[begin SOURCE RECORDS]
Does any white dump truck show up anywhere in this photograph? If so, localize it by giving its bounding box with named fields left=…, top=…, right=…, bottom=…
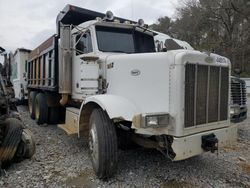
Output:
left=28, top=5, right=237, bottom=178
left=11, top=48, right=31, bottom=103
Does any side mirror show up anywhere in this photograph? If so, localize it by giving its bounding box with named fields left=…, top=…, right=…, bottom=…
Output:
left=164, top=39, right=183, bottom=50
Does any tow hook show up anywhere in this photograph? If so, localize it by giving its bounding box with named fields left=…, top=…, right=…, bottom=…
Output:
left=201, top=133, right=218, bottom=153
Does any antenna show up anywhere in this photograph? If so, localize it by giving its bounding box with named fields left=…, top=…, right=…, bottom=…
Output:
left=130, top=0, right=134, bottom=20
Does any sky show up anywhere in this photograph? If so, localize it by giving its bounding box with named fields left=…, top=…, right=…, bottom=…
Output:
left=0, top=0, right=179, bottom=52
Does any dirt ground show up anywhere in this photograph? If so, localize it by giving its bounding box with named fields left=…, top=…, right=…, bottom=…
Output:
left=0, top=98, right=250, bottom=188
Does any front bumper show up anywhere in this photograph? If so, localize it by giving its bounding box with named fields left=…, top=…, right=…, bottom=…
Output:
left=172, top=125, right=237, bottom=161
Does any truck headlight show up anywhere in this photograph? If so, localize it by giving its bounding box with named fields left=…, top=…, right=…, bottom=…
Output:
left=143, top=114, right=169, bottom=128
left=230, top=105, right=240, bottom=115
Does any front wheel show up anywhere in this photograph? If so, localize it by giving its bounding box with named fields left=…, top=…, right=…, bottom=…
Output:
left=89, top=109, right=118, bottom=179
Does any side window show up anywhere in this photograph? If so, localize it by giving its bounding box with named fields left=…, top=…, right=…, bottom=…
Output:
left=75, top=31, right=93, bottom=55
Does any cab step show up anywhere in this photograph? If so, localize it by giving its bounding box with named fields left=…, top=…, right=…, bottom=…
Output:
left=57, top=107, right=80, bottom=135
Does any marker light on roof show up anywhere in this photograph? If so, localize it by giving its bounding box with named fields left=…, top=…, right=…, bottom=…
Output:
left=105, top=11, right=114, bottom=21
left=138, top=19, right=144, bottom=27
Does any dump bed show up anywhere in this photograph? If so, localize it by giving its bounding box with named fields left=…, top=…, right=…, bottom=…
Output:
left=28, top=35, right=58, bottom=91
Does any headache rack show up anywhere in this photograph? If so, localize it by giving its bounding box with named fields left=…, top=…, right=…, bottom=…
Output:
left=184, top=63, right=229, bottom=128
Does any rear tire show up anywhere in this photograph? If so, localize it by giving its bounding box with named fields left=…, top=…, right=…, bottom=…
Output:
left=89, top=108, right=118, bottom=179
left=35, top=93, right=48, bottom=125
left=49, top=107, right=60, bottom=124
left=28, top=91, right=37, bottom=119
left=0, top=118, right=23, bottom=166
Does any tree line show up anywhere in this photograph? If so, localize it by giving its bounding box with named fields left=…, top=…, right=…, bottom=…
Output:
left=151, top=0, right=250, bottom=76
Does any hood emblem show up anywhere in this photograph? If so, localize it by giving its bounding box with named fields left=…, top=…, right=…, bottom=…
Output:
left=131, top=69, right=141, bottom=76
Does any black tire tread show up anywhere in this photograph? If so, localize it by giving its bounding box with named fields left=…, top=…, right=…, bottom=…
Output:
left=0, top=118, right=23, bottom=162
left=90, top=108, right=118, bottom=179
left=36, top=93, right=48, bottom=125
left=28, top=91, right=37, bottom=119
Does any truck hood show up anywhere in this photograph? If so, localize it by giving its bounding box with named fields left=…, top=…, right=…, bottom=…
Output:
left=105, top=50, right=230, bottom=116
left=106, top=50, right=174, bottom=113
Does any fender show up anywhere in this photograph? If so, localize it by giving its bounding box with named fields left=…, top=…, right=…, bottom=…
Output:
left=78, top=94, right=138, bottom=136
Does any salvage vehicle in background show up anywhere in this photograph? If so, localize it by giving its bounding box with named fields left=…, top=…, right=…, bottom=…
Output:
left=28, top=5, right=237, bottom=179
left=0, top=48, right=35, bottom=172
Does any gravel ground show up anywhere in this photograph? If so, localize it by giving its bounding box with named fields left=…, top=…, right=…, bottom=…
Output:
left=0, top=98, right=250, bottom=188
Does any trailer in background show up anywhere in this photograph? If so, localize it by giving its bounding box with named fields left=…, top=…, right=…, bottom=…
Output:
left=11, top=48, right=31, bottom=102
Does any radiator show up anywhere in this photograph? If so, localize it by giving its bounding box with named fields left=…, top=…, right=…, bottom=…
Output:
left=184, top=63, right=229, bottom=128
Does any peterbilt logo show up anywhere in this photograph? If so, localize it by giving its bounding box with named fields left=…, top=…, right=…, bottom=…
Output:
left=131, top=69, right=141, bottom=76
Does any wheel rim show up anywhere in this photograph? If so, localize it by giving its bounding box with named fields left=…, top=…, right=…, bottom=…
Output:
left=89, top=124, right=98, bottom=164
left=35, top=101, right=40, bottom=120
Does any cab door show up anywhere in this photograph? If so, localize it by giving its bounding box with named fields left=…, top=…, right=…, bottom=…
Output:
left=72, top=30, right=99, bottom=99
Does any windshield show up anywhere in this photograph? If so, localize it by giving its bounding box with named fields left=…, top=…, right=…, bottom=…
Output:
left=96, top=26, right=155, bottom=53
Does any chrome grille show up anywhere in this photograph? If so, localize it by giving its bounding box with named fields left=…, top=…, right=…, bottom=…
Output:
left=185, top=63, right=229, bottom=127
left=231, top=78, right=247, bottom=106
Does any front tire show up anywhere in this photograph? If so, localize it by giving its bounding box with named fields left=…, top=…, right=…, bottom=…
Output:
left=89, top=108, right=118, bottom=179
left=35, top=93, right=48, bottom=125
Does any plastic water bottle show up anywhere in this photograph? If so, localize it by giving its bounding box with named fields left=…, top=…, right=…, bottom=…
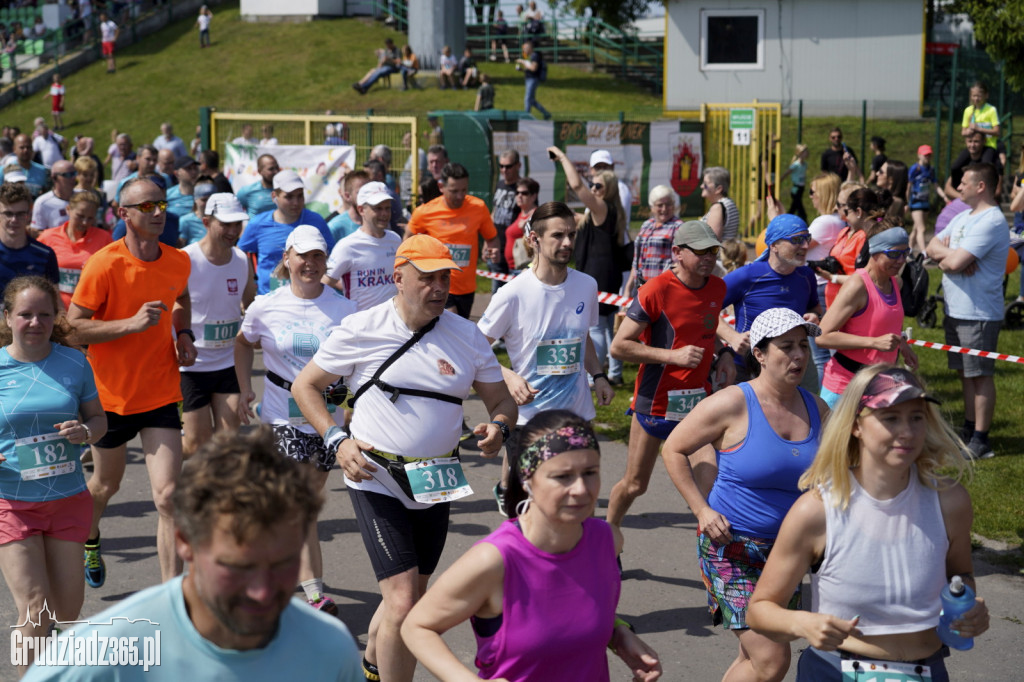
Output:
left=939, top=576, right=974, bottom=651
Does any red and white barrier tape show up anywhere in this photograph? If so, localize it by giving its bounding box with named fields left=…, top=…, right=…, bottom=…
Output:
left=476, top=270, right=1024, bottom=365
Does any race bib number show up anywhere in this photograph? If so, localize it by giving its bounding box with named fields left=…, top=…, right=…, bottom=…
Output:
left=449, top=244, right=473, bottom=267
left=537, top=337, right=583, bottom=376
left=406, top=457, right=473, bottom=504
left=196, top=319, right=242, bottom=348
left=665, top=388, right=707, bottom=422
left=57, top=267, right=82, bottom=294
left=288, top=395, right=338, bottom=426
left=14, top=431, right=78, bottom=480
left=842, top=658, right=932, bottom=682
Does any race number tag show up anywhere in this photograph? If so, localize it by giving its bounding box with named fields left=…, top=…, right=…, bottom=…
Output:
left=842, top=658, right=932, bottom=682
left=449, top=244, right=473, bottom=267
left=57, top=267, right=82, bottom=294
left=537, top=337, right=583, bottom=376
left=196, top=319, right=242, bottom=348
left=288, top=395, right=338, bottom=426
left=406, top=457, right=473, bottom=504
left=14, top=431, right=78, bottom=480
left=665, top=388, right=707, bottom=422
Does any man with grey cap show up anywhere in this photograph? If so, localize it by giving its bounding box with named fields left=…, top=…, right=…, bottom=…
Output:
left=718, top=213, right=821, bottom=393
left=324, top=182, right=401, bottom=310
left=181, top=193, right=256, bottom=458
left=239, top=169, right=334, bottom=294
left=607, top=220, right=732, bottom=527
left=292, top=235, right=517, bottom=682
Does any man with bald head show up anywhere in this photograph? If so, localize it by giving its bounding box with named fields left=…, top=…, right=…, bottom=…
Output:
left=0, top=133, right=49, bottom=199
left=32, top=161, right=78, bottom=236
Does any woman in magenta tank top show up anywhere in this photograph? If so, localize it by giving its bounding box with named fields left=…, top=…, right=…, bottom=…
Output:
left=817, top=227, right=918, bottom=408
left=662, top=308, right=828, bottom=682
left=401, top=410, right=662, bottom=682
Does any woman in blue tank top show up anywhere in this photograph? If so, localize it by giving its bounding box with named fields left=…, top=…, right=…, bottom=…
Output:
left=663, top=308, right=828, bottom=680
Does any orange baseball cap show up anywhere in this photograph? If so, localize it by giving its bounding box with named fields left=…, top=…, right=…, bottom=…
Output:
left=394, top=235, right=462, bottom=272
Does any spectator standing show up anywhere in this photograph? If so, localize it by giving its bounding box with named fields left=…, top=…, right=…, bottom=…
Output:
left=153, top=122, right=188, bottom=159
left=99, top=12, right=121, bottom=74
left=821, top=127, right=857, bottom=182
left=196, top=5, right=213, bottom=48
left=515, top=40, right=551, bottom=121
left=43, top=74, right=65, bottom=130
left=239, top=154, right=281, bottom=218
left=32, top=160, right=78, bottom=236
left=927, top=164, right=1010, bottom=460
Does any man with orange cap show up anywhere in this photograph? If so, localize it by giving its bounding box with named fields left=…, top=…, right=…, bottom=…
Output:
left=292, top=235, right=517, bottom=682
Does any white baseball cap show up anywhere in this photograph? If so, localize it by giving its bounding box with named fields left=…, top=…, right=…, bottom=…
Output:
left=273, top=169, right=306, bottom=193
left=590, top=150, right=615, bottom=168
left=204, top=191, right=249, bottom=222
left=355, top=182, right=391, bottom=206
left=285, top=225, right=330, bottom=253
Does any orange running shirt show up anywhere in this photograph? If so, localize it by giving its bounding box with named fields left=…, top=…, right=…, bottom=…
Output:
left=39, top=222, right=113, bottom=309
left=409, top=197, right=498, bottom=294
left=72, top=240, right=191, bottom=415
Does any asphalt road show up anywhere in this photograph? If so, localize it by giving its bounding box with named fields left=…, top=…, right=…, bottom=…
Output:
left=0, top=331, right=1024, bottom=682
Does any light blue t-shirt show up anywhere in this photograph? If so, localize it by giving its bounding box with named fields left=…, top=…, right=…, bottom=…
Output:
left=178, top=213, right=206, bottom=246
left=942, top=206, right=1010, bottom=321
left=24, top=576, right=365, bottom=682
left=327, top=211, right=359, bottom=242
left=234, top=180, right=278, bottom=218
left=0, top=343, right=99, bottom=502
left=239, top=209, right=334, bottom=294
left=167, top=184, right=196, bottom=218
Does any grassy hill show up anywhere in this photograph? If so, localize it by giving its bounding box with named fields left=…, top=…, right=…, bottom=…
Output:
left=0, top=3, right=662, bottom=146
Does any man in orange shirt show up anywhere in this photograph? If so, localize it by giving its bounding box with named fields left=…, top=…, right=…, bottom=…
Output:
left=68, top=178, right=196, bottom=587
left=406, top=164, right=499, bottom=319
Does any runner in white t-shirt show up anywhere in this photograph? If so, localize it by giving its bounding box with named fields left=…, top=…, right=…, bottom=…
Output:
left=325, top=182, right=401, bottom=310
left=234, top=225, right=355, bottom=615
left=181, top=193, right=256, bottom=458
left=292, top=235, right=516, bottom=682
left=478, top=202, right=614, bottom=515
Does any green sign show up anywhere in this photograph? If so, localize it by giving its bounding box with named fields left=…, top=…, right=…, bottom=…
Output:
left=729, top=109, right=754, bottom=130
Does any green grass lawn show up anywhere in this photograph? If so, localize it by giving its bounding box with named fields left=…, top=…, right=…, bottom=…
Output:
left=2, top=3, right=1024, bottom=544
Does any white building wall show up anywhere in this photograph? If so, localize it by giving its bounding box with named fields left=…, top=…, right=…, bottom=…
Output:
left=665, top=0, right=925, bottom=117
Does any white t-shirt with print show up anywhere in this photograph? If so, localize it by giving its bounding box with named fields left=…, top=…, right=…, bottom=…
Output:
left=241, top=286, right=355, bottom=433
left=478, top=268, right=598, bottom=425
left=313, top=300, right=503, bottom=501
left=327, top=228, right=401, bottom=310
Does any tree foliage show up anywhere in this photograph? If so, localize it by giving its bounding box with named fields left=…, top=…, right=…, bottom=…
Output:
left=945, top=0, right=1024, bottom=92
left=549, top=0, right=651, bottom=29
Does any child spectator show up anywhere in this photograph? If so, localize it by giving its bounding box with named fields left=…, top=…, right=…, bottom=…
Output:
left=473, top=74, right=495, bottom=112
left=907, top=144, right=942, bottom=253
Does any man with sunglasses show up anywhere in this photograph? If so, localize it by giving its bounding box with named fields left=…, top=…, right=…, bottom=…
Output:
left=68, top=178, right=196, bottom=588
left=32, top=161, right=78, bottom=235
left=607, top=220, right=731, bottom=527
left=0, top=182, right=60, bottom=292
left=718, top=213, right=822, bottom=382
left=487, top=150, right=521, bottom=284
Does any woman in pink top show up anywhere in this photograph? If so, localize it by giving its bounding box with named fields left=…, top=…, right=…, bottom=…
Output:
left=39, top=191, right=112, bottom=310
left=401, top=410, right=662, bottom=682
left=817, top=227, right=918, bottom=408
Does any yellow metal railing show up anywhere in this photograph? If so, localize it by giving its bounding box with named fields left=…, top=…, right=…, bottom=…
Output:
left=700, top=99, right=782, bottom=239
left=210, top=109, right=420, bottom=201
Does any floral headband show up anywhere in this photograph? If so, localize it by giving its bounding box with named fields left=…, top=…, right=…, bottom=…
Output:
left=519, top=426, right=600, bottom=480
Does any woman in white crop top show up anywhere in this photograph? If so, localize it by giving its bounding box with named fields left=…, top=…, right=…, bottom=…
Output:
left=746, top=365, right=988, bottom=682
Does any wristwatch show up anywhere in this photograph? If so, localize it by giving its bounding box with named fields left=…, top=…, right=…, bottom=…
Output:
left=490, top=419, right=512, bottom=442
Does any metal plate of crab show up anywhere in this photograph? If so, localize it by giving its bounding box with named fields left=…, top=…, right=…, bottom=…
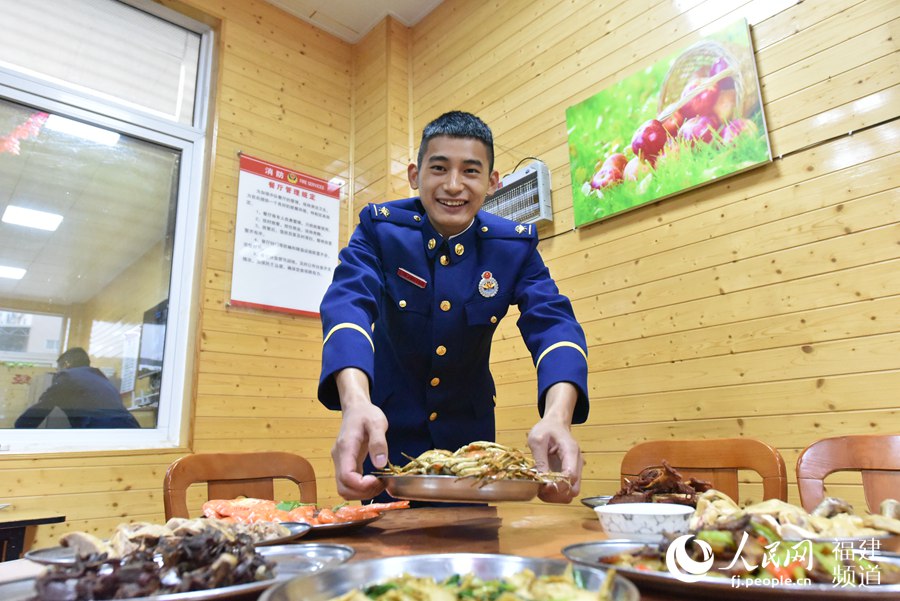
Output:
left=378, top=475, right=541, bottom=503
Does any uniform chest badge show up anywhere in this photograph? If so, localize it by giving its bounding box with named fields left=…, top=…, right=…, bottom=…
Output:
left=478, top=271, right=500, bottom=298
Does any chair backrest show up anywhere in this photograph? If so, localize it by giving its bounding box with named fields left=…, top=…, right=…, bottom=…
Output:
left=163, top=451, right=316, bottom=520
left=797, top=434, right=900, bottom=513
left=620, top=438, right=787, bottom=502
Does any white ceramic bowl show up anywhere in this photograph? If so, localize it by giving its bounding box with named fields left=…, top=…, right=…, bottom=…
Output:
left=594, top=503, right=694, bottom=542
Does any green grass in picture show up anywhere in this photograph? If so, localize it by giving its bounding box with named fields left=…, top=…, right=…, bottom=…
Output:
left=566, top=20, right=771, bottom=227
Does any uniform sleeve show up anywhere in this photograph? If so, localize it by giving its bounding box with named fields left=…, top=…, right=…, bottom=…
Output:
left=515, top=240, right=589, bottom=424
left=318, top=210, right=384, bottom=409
[end SOURCE RECORDS]
▸ REQUEST
Present the lines from the one containing "Does any front bumper" up to and including the one containing "left=75, top=31, right=93, bottom=55" as a Markdown table with two columns, Row and Line. Number the rows in order and leave out any blank lines.

▸ WORKED SOLUTION
| Row | Line |
|---|---|
| 1 | Does any front bumper show up anywhere in this photograph? If so, localize it by giving its bounding box with named fields left=…, top=…, right=…, bottom=… |
| 2 | Output: |
| 3 | left=172, top=125, right=237, bottom=161 |
| 4 | Does any truck headlight show up anywhere in this photograph? If so, localize it by giving its bounding box with named fields left=…, top=…, right=…, bottom=… |
| 5 | Output: |
| 6 | left=143, top=114, right=169, bottom=128 |
| 7 | left=230, top=105, right=240, bottom=115 |
| 8 | Does any front wheel show up anywhere in this photograph? If so, localize it by giving its bounding box with named fields left=…, top=…, right=…, bottom=… |
| 9 | Output: |
| 10 | left=89, top=109, right=118, bottom=179 |
| 11 | Does any side window show up anywhere in this photograph? If so, localize it by giving its bounding box with named fields left=…, top=…, right=…, bottom=… |
| 12 | Output: |
| 13 | left=75, top=31, right=93, bottom=55 |